-- Extrait choisi --
Publicité
L'article provient de 24 heures

«Des élèves qui frappent des enseignants, il y en a plusieurs par jours»: le cri du coeur d'une prof

motortion - stock.adobe.com
Partager
Photo portrait de Gabriel  Ouimet

Gabriel Ouimet

2023-11-22T20:37:40Z
Partager

Des élèves qui mordent, frappent, tapent et lancent des objets: les gestes violents auxquels était confrontée Magalie* dans sa classe du primaire l’ont poussée à l’épuisement professionnel. De telles violences pourraient contribuer à mettre en péril l’avenir de leur profession, s’inquiètent la prof et d’autres employés du monde de l’éducation. 

Quand elle a commencé à enseigner en 2021, Magalie était motivée à l’idée de faire la différence dans la vie de ses élèves. La réalité l’a toutefois vite rattrapée: l’enseignante est en arrêt professionnel, moins de deux ans après le début de sa carrière. Ce sont les gestes violents qu’elle vivait au quotidien qui l’ont poussée à bout. 

• À lire aussi: Le personnel de soutien scolaire ramasse les miettes

• À lire aussi: Est-ce que les profs sont payés pendant la grève?

«Dans mon école, des élèves qui font une crise violente et qui frappent les enseignants ou d’autres élèves, il y en a jusqu’à trois ou quatre par jour. Personnellement, ça m’arrive chaque semaine. J’aime enseigner, mais malheureusement, je ne fais plus d’enseignement. Je fais de la gestion de crise», explique la prof spécialisée en première, deuxième et troisième années du primaire. 

Dans les groupes avec plusieurs élèves aux besoins particuliers, la situation est telle que la prof doit toujours être sur ses gardes. 

Publicité

«J’ai une élève en particulier à qui je dois absolument dire “oui” à tout. Je dois lui laisser faire ce qu’elle veut. Dès que je dis “non”, elle me frappe. La dernière fois que c’est arrivé, elle a frappé des élèves qui parlaient à côté d’elle et quand je lui ai dit de ne pas frapper les amis, elle m’a frappé cinq fois au visage, avant de se retourner pour s’en prendre à un autre élève», détaille l’enseignante de Saint-Hyacinthe.

La violence en hausse

La situation décrite par Magalie n’a rien d’exceptionnel. Partout au Québec, le nombre gestes violents impliquant dans élèves est en hausse, notamment dans les écoles primaires. 

Des chiffres obtenus par Radio-Canada indiquent que le nombre de réclamations acceptées par la Commission des normes, de l'équité, de la santé et de la sécurité du travail (CNESST) pour divers gestes de violence à l’endroit d’enseignants au primaire a triplé entre 2018 et 2022, passant de 50 à 150 annuellement. Elles ont atteint 163 en 2021.

-- Les données --
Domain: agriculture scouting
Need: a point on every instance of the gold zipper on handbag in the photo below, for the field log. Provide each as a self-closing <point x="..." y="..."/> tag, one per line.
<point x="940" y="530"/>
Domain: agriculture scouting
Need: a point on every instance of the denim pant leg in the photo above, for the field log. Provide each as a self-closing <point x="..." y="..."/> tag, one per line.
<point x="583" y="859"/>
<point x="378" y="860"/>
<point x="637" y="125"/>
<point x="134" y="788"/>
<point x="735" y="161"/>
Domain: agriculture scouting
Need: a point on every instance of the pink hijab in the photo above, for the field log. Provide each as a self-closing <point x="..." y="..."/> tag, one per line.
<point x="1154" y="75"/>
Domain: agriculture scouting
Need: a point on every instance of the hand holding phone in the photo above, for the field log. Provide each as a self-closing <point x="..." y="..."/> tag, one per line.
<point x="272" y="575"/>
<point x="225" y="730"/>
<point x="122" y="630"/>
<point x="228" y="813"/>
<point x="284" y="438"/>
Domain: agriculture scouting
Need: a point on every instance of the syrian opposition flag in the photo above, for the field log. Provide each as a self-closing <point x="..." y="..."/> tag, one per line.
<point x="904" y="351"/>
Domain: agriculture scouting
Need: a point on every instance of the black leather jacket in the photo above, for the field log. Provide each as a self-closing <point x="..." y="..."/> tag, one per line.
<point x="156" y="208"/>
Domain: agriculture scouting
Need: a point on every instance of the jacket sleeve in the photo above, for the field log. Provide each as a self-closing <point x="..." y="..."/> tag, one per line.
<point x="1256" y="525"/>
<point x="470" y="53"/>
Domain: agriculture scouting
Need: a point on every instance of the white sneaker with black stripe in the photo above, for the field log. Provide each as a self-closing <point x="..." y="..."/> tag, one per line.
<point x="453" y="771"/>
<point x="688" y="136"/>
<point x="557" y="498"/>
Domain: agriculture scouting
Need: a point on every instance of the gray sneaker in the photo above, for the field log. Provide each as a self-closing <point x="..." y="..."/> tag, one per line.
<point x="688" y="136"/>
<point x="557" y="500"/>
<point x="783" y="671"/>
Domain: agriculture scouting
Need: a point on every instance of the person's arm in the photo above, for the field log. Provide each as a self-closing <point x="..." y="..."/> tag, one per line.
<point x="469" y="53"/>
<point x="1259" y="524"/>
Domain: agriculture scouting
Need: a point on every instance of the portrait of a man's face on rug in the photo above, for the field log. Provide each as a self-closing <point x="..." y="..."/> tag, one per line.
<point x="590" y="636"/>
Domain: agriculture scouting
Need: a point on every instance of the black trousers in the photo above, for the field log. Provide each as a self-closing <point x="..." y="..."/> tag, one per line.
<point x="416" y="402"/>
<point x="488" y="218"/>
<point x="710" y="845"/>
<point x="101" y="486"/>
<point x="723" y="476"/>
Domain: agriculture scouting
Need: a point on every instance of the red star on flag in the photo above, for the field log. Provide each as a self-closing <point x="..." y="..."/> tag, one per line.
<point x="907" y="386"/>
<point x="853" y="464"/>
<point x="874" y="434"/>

-- Exercices à faire --
(a) Recopiez, s'il vous plaît, le passage de l'article sur la violence envers les enseignants situé entre « Gabriel Ouimet » et « poussée à bout. », inclus.
(b) Écrivez la suite de l'article sur la violence envers les enseignants, à partir de sa dernière phrase.
Les entrées ne servent à rien ici.

-- Corrigé des exercices --
(a)
Gabriel Ouimet

2023-11-22T20:37:40Z
Partager

Des élèves qui mordent, frappent, tapent et lancent des objets: les gestes violents auxquels était confrontée Magalie* dans sa classe du primaire l’ont poussée à l’épuisement professionnel. De telles violences pourraient contribuer à mettre en péril l’avenir de leur profession, s’inquiètent la prof et d’autres employés du monde de l’éducation. 

Quand elle a commencé à enseigner en 2021, Magalie était motivée à l’idée de faire la différence dans la vie de ses élèves. La réalité l’a toutefois vite rattrapée: l’enseignante est en arrêt professionnel, moins de deux ans après le début de sa carrière. Ce sont les gestes violents qu’elle vivait au quotidien qui l’ont poussée à bout.

(b)
Ces données ne seraient toutefois que la pointe de l’Iceberg, puisque peu d’enseignants décident de faire des réclamations à la CNESST, soutiennent les syndicats. 

Des ressources limitées

Dans les classes du Québec, les enseignants qui sont confrontés à un élève en crise ont peu de ressources à leur disposition pour apaiser la situation, déplore Magalie. 

«On doit demander à l’élève de se retirer dans un coin ou de sortir de la classe. S’il ne veut pas, on doit prendre le temps de lui parler pour tenter de le calmer. On ne peut en aucun cas le toucher ou le déplacer», rappelle-t-elle. 

Publicité

Si les choses dégénèrent, les techniciennes en éducation spécialisée (TES) peuvent être appelées en renfort. Or, ces professionnelles sont débordées, poursuit Magalie.

• À lire aussi: 12% du personnel de soutien scolaire a recours aux banques alimentaires

• À lire aussi: 12 tweets de François Legault sur les profs et l'enseignement qui ont mal vieilli

«Je suis partie en congé de maladie parce que malgré mes nombreuses demandes, il n’y a jamais personne qui est venu m’aider», regrette-t-elle. 

Même lorsque l’aide arrive à temps, les enseignants doivent souvent se résoudre à interrompre les activités de la classe, mentionne Alexandra, une enseignante de l’Outaouais qui cumule plus 7 ans d’expérience.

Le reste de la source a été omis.